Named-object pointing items
"""

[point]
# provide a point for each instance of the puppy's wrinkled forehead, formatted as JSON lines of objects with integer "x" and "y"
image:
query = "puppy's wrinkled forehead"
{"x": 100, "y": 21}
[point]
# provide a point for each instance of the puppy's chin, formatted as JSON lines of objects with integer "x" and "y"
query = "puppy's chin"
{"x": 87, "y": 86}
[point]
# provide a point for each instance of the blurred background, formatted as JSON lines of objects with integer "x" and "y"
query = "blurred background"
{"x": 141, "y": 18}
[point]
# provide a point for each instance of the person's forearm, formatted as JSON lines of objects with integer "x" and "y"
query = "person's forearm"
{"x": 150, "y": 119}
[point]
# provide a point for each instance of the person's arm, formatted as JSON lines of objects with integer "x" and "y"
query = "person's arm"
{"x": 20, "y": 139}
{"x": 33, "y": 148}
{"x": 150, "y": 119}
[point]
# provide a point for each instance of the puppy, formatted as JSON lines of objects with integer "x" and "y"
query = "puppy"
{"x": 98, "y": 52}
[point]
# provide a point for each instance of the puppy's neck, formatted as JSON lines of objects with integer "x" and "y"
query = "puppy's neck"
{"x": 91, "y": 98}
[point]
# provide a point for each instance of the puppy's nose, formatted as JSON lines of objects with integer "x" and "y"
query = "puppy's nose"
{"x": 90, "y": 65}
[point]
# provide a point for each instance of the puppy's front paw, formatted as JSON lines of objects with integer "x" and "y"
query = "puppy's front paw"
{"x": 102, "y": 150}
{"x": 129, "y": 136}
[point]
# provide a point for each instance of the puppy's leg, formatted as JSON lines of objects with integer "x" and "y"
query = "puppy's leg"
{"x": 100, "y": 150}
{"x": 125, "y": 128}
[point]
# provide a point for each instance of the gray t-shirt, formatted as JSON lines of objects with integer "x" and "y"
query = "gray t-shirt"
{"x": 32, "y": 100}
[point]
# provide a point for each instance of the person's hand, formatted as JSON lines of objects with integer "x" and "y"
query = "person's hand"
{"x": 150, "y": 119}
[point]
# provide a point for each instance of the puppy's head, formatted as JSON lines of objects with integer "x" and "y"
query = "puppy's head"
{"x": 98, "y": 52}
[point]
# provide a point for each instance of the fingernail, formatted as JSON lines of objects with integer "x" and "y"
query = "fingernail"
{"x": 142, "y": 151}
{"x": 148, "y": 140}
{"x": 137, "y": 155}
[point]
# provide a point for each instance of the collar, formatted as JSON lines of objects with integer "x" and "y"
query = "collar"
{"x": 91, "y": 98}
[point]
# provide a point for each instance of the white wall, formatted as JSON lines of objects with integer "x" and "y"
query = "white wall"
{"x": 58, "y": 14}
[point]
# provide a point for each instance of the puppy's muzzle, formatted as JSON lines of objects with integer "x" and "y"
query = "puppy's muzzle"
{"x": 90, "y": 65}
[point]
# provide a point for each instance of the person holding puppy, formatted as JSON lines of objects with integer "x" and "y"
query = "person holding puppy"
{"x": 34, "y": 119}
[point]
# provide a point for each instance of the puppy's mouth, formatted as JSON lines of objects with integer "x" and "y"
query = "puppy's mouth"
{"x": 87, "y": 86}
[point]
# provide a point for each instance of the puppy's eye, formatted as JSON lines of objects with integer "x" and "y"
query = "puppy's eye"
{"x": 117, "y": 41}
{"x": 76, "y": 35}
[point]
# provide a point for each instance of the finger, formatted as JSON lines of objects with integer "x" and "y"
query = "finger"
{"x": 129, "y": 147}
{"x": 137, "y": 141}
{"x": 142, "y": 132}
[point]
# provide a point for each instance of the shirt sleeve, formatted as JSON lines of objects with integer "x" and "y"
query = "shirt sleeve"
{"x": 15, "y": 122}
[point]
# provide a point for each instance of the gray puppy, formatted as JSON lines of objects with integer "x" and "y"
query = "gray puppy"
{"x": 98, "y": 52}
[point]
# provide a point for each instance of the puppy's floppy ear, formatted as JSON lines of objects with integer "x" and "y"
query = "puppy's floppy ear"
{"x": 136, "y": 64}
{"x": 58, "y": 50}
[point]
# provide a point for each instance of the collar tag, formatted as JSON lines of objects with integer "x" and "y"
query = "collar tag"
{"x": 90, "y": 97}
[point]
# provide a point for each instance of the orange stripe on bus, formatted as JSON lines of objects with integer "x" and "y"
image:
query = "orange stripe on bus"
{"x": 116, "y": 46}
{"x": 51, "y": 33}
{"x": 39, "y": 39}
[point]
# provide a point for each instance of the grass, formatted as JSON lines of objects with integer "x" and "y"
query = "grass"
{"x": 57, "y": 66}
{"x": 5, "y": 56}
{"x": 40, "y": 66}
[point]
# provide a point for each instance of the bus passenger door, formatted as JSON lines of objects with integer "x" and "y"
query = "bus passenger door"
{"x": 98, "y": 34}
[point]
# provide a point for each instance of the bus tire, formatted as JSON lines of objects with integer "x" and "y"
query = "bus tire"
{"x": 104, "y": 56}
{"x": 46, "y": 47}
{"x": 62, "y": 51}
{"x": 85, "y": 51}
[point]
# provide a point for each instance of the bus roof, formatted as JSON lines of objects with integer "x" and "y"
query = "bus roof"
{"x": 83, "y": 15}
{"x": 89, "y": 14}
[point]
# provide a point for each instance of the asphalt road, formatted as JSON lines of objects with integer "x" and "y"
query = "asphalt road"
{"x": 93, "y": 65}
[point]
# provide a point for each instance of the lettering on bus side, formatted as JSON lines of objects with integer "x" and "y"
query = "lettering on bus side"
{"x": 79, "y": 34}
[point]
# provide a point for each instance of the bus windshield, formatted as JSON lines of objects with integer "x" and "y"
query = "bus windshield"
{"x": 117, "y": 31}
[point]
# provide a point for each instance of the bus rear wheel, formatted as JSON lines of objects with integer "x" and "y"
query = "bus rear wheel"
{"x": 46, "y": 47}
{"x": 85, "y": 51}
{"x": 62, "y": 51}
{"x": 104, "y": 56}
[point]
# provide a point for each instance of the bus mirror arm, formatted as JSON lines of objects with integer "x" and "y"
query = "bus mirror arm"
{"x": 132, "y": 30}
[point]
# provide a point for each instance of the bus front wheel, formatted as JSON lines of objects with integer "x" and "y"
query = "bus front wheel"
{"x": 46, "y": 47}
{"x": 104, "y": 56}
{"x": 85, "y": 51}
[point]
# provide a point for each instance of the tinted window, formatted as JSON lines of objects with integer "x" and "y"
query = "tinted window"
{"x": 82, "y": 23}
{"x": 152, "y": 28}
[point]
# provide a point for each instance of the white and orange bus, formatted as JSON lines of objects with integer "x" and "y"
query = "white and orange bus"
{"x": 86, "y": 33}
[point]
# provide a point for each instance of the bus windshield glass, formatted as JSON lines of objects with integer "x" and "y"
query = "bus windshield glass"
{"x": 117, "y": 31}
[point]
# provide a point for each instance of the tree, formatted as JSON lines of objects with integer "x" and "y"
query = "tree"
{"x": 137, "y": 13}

"""

What is required: Which lines of the items contain the word "shirt"? Show each of those lines in full, treating case as significant.

Result of the task:
# provide a point for each instance of the gray t-shirt, formatted as JSON lines of objects with integer "x" and "y"
query = "gray t-shirt"
# provide a point for each instance of the shirt sleeve, formatted as JSON lines of objects with integer "x" and "y"
query = "shirt sleeve"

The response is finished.